Last April, the University of Iowa Writers' Workshop selected fiction writer Lan Samantha Chang to succeed Frank Conroy and become its fifth director. Conroy, who had stepped down due to illness in the summer of 2004 after eighteen years in the position, died on April 6, 2005, after a long battle with colon cancer. Earlier in the year, Chang, along with the other finalists for the directorship—fiction writers Richard Bausch, Ben Marcus, and Jim Shepard—traveled to the university's campus in Iowa City, where they gave a public reading, led a student workshop, and were interviewed by students and faculty.
Chang received her MFA from the program in 1993. She also holds degrees in East Asian studies from Yale and in public administration from the Kennedy School of Government at Harvard. Prior to her selection, she was the Briggs-Copeland Lecturer in creative writing at Harvard. She also taught at the Iowa Writers' Workshop twice in three years, beginning in 1999. The author of the novel Inheritance (W.W. Norton, 2004) and the short fiction collection Hunger (W.W. Norton, 1998), she is the first woman and the first Asian American to head the workshop.
On the eve of her departure from Somerville, Massachusetts, for Iowa City, Chang spoke about her new role as the leader of the country's oldest creative writing program.
How does it feel to follow in Frank Conroy's footsteps?
Frank is irreplaceable. That's actually a good thing for me, because I know that no one will expect me to be anything like him. I was a student in the workshop when Frank was the director, and what I loved about being there with him was the sense that he always had the bigger picture of the workshop as a place that has not only a grand tradition in American letters, but is also a very vital, extraordinarily unusual community for creative work.
The program is known as one of the most prestigious in the country. What do you think is the key to maintaining that success?
I think the key is that we focus on writing. We're interested in creating an atmosphere where writing and writers can flourish; in that way, the setting of Iowa City is ideal. This atmosphere gives people the sort of heady freedom to pursue writing as if there were no other concern in the world.
The selection process for the directorship sounded unusually intense. What was it like?
It was quite a daunting process. I had been told I was a finalist and felt that I should keep it a secret, but when I came to my office and picked up my messages, I had all these calls from the AP. To come and give a campus talk is common in an academic job, but to give a campus talk in which every class, lecture, and reading is miked and taped and in which photographers are present, was interesting.
Is there anything you've learned from your own writing that might impact the way you run the program?
It's important to be patient and to always keep in mind that good writing is more important than achieving rapid success as a writer. The best writing reveals the texture and the depth of the consciousness that wrote it, and that can take a long time. I think it's hard to keep that in mind when you're a student and you know that you have these two years in which to produce work, and after that, your future is uncertain.
The proliferation of MFA programs remains a subject of debate. What is their value in contemporary culture?
That question is answered differently by everybody who's gone to an MFA program. But what I have noticed in my observations of different schools is that students are always interested in finding a place and a group of people that allows them to pursue a writer's true work, which is thinking. Our society focuses so much on bustle and what it considers growth and accomplishment that it forgets that the human consciousness is actually an enormously crucial part of who we are. I think that these programs exist to enrich us in that way.
Doug Diesenhaus is the editorial assistant of Poets & Writers Magazine.

Records shown:
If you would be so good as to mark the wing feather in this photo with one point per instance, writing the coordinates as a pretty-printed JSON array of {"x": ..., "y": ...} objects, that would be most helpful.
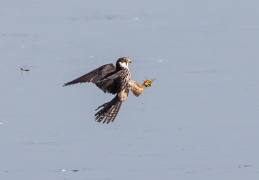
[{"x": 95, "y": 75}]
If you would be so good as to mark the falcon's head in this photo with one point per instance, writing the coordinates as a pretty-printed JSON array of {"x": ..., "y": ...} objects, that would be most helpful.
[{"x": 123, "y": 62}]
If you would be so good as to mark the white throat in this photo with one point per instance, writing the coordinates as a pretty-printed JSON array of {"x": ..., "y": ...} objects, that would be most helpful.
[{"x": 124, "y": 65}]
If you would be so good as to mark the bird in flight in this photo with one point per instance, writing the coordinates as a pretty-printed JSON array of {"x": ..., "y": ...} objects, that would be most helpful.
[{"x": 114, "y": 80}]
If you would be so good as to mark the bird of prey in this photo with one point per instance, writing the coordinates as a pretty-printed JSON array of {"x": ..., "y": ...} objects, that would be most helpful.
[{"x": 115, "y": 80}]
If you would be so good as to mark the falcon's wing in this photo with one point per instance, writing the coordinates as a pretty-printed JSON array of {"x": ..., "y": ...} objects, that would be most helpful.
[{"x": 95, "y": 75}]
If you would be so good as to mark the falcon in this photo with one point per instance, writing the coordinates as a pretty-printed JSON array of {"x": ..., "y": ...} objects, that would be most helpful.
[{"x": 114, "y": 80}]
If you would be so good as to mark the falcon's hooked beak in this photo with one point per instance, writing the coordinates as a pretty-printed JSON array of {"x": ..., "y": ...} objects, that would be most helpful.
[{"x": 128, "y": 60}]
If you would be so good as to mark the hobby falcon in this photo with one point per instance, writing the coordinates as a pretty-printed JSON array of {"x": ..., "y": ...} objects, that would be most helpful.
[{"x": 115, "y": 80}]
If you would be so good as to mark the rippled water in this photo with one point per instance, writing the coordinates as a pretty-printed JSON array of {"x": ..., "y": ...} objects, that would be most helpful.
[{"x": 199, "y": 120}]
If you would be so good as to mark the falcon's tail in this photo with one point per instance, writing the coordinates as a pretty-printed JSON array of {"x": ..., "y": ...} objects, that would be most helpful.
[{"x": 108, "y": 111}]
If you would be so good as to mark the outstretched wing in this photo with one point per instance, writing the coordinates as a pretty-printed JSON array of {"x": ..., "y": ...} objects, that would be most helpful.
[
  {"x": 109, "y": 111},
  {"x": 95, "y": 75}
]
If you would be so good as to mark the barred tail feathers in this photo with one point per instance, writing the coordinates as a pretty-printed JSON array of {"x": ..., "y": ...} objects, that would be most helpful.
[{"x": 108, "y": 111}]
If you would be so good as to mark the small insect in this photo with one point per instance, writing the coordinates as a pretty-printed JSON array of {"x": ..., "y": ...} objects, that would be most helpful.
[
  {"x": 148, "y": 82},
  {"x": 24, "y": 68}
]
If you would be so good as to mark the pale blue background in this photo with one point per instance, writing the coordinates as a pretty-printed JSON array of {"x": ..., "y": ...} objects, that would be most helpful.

Task instructions:
Output, word for word, the passage of the Lan Samantha Chang interview above, starting with "That question is" and going on through "Poets & Writers Magazine.".

Reply to the task:
That question is answered differently by everybody who's gone to an MFA program. But what I have noticed in my observations of different schools is that students are always interested in finding a place and a group of people that allows them to pursue a writer's true work, which is thinking. Our society focuses so much on bustle and what it considers growth and accomplishment that it forgets that the human consciousness is actually an enormously crucial part of who we are. I think that these programs exist to enrich us in that way.
Doug Diesenhaus is the editorial assistant of Poets & Writers Magazine.